Given task A: From the post on easing a color gradient, transcribe everything from "This gives a" down to "if you will.".
Given task B:
Answer these questions about the post on easing a color gradient:
(i) Which auxiliary function is given as the example a(t)?
(ii) What gradient does f(a(t)) have at t=0.75?
(iii) What did the poster get on the earlier question about sin or cos for non-uniform rotation in Unity 5?

Quoted text:

This gives a nice smooth gradient, Where as if you take an auxiliary function, say a(t)=t^2 you'll notice this also goes between 0 and 1 (as t goes from 0 to 1 but it starts much slower then gets much faster.

You can compose the two, by using f(a(t)) this "alters the speed" that t changes if you will.


If f(t) has gradient 1 (uniformly, as the gradient increases at a constant rate, it must be 1 to go from the far ends of the colour gradient over a time of "1")

then f(a(t)) has gradient a'(t)f'(a(t)) which if a(t):=t^2 gives a rate of change of:
2t which at t=0.25 has gradient 0.5 (half the rate of change of the "normal" gradient) and at t=0.75 it has a gradient of 1.5 which is 50% faster than the usual one.

Using different a(t) you can get different effects

(someone else was asking about altering rates of change earlier, Can I use sin or cos for the non uniform rotation in unity 5? but for some reason I got a comment-less downvote, this is a similar question right?)

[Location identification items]
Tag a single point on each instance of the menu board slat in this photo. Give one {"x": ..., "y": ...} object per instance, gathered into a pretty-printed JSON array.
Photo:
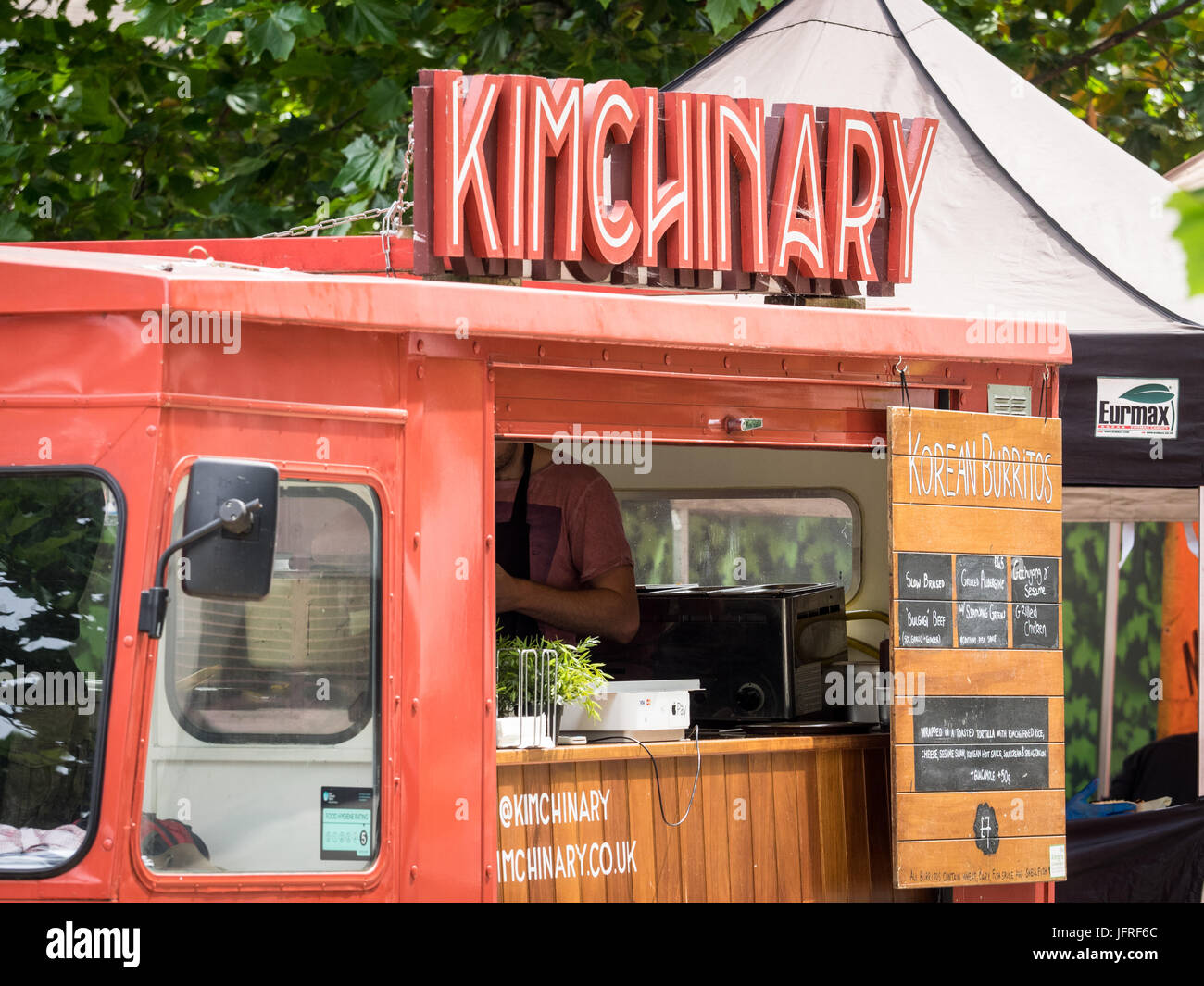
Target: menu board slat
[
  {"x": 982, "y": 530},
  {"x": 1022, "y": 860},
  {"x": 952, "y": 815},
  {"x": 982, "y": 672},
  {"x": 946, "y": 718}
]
==
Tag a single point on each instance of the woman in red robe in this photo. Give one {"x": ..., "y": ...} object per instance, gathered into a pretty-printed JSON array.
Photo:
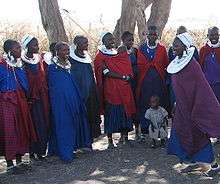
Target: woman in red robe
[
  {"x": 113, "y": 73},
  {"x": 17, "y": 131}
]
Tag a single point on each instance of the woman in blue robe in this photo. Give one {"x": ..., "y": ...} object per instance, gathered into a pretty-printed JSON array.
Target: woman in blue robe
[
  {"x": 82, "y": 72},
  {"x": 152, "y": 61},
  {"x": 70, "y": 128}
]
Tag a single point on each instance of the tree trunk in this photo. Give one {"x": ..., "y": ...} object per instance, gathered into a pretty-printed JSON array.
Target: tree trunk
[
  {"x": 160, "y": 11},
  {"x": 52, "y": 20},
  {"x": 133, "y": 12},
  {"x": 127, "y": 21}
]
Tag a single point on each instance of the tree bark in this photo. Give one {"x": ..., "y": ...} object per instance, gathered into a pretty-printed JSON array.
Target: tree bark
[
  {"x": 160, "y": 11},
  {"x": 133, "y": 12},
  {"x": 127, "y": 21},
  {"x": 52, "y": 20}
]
==
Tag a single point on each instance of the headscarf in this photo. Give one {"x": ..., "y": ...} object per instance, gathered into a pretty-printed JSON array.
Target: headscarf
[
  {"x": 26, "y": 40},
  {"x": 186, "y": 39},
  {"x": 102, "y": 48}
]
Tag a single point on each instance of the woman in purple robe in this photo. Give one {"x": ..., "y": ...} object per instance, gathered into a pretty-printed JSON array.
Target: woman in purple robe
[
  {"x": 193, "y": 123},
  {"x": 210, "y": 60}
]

Exercise solution A:
This gives a nice smooth gradient, Where as if you take an auxiliary function, say a(t)=t^2 you'll notice this also goes between 0 and 1 (as t goes from 0 to 1 but it starts much slower then gets much faster.

You can compose the two, by using f(a(t)) this "alters the speed" that t changes if you will.

Exercise solution B:
(i) a(t)=t^2
(ii) 1.5, which is 50% faster than the usual one
(iii) A comment-less downvote